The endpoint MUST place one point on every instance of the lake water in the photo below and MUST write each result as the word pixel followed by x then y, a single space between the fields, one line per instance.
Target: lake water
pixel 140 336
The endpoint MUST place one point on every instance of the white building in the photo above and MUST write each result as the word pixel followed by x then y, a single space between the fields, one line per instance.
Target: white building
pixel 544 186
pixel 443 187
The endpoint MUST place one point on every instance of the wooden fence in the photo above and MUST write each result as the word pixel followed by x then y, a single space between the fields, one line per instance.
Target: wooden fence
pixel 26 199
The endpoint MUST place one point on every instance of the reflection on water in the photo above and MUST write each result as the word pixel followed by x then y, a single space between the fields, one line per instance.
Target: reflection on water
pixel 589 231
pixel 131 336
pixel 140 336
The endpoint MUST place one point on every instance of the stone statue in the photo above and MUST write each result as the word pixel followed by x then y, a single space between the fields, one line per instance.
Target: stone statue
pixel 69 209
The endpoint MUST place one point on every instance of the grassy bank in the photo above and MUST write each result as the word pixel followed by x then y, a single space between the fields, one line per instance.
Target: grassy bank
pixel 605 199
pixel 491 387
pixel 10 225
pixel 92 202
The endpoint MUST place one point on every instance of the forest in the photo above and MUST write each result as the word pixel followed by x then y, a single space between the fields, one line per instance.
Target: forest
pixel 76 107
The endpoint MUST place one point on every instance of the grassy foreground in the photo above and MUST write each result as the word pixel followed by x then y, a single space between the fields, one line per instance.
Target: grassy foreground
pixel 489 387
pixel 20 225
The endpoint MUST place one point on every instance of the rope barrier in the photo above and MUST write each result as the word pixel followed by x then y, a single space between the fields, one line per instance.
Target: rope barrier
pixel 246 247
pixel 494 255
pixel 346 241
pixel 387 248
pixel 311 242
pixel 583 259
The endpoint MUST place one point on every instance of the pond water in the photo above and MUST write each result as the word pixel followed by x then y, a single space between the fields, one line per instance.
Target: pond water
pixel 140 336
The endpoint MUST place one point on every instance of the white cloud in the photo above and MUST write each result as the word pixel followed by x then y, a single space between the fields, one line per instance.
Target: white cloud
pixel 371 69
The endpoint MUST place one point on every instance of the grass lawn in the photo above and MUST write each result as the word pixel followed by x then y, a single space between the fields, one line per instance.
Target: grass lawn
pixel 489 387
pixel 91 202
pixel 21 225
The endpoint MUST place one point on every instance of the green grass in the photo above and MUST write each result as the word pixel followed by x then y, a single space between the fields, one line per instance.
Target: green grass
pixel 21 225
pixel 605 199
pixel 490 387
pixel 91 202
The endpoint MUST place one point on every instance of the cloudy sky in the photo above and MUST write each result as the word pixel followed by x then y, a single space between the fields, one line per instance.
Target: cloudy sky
******************************
*What you have to do*. Rewrite the material from the line with "of the green" through the end of the material, changing "cloudy sky" to "overcast sky" and leaving everything else as it is.

*The result*.
The endpoint MUST place one point on every instance of the green grass in the photo above and MUST write each result as the word pixel followed by x then y, a single space between the fields, one line per instance.
Target: green grass
pixel 21 225
pixel 605 199
pixel 490 387
pixel 91 202
The endpoint MUST place one point on every instance of the overcast sky in the photo above and MUST write each result as the word pixel followed by x then y, a single space between the fields, one line per instance.
Target: overcast sky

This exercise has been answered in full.